Когда я вышел из туалета, Дафф еще играл, но он посмотрел на меня взглядом, по которому все было понятно без слов: Мартин нам не подошел. Мы оказались в полной заднице, потому что тогда Мартин был лучшим из всего нашего короткого списка претендентов, который уже подошел к концу. К чести Стивена, атмосфера и энергетика всего альбома Appetite – в основном его заслуга, чего большинство людей даже не понимают. У него был неподражаемый стиль игры на ударных, который невозможно заменить, почти юношеское легкомыслие, придававшее группе искру.
Внезапно импульс, который мы создали за последние несколько месяцев, замедлился, и хотя я этого не показывал, но был в панике. Я подумал: «Вот и все, нам конец». Я был уверен, что Guns N’ Roses распадутся, потому что не смогут найти барабанщика. И я беспокоился о том, что с собой сделаю, если это произойдет.
Все это время мы с Даффом были неразлучны. Он расстался с Мэнди, так что в свободное от работы время мы с ним куда-нибудь ходили – чаще всего в «Борделлос», клуб основателя «Кэтхауса» Рики Рахтмана. Это было отличное место. В конце зала располагалась небольшая комнатка для музыкантов, и там играла блюзовая группа, а я иногда играл с ними. Там было так весело – мы приходили, пили и играли. Правда в том, что даже если ты знаменит, тебя все любят и все такое, через какое-то время такие выступления, да и вообще любые, становятся какими-то скучными и однообразными. По крайней мере, так было у меня.

Задание »
Верните текст для упражнения полностью, слово в слово.

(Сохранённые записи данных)
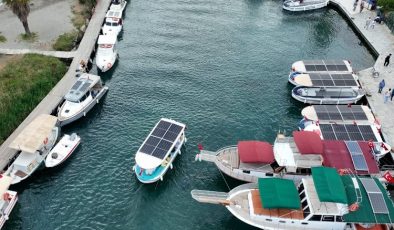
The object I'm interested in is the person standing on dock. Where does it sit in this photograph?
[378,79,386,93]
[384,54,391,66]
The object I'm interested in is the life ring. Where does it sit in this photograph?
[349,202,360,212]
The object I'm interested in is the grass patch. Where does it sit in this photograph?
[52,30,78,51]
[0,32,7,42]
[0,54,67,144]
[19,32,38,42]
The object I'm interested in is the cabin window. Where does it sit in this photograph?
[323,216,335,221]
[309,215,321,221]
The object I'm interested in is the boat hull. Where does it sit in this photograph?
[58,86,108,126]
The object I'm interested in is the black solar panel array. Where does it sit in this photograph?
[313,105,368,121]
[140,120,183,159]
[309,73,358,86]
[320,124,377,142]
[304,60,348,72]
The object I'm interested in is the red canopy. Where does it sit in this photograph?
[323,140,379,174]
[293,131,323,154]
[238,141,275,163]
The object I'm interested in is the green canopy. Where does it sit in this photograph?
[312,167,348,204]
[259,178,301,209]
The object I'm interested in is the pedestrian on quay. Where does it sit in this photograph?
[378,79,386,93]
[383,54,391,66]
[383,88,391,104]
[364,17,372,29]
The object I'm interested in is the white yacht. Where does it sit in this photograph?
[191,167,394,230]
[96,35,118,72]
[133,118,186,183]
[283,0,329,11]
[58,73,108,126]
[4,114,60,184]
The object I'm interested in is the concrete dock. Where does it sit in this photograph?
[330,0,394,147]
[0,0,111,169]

Ответ »
Когда я вышел из туалета, Дафф еще играл, но он посмотрел на меня взглядом, по которому все было понятно без слов: Мартин нам не подошел. Мы оказались в полной заднице, потому что тогда Мартин был лучшим из всего нашего короткого списка претендентов, который уже подошел к концу. К чести Стивена, атмосфера и энергетика всего альбома Appetite – в основном его заслуга, чего большинство людей даже не понимают. У него был неподражаемый стиль игры на ударных, который невозможно заменить, почти юношеское легкомыслие, придававшее группе искру.
Внезапно импульс, который мы создали за последние несколько месяцев, замедлился, и хотя я этого не показывал, но был в панике. Я подумал: «Вот и все, нам конец». Я был уверен, что Guns N’ Roses распадутся, потому что не смогут найти барабанщика. И я беспокоился о том, что с собой сделаю, если это произойдет.
Все это время мы с Даффом были неразлучны. Он расстался с Мэнди, так что в свободное от работы время мы с ним куда-нибудь ходили – чаще всего в «Борделлос», клуб основателя «Кэтхауса» Рики Рахтмана. Это было отличное место. В конце зала располагалась небольшая комнатка для музыкантов, и там играла блюзовая группа, а я иногда играл с ними. Там было так весело – мы приходили, пили и играли. Правда в том, что даже если ты знаменит, тебя все любят и все такое, через какое-то время такие выступления, да и вообще любые, становятся какими-то скучными и однообразными. По крайней мере, так было у меня.